Lines taken from a collection:
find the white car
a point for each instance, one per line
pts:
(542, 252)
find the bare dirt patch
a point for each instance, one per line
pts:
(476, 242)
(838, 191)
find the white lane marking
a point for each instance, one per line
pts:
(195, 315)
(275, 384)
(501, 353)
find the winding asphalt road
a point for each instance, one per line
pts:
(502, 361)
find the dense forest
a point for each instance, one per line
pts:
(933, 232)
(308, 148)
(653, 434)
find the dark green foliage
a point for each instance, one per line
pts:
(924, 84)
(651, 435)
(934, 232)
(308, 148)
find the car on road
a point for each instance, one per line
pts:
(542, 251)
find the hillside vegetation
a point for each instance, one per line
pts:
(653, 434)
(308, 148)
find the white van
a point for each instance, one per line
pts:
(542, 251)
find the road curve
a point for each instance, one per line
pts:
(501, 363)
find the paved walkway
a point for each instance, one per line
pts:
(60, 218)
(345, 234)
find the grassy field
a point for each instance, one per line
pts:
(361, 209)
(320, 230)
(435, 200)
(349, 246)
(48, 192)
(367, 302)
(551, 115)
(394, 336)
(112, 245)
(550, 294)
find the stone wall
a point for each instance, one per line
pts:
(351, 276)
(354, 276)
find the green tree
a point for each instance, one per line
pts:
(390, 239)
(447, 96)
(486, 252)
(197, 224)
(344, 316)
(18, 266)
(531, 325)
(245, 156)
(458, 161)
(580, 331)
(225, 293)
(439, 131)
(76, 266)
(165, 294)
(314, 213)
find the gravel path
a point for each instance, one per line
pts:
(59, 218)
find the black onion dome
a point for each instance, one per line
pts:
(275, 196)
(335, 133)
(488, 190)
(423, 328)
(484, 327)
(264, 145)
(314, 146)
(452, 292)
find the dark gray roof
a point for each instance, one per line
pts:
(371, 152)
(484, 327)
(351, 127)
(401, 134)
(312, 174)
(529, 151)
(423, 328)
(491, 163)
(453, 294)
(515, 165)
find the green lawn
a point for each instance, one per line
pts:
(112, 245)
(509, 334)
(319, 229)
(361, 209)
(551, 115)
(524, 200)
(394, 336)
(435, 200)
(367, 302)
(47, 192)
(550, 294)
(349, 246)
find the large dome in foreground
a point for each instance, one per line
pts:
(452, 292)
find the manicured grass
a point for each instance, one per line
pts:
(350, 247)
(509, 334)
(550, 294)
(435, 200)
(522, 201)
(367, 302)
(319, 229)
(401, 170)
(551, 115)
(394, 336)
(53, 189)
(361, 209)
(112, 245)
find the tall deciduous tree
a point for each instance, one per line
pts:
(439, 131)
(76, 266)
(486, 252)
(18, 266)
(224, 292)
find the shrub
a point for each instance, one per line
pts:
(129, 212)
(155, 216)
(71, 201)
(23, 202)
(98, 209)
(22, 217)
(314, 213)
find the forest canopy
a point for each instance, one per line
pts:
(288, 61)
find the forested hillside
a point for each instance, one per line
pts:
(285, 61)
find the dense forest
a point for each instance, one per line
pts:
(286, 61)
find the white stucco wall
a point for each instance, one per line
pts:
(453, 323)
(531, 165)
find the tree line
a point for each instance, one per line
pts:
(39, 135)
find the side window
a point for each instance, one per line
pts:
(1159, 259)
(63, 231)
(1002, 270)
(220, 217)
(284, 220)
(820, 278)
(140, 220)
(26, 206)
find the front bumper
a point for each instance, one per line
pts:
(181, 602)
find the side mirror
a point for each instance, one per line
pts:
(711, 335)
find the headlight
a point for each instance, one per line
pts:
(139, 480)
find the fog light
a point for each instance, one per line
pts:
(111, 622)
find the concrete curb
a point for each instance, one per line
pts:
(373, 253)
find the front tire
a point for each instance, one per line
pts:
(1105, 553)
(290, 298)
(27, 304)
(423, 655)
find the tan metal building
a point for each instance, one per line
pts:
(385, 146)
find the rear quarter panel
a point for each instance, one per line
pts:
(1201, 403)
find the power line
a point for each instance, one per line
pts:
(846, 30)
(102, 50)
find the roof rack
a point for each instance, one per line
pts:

## WHAT YOU SHOULD DO
Rewrite the lines above as a Markdown table with the columns "Row" and "Line", starting at the line containing "find the fog light" and ending at the last line, with blank lines left out.

## RESULT OF THIS EXERCISE
| Row | Line |
|---|---|
| 1 | find the fog light |
| 2 | a point for each instance, one per line |
| 3 | pts: |
| 4 | (111, 622) |
| 5 | find the concrete curb |
| 6 | a point for each instance, one per line |
| 7 | pts: |
| 8 | (373, 253) |
| 9 | find the front tire |
| 10 | a point for each instance, one per line |
| 11 | pts: |
| 12 | (1105, 553) |
| 13 | (290, 298) |
| 14 | (27, 304) |
| 15 | (423, 655) |
| 16 | find the tan metal building |
| 17 | a point for each instance, one per line |
| 18 | pts: |
| 19 | (385, 146) |
| 20 | find the rear quarter panel |
| 21 | a point for each instance, one per line |
| 22 | pts: |
| 23 | (1201, 403) |
| 24 | find the power line |
| 25 | a point for each instance, one per line |
| 26 | pts: |
| 27 | (846, 30) |
| 28 | (102, 50) |
| 29 | find the roof rack |
| 30 | a point for each instance, one per line |
| 31 | pts: |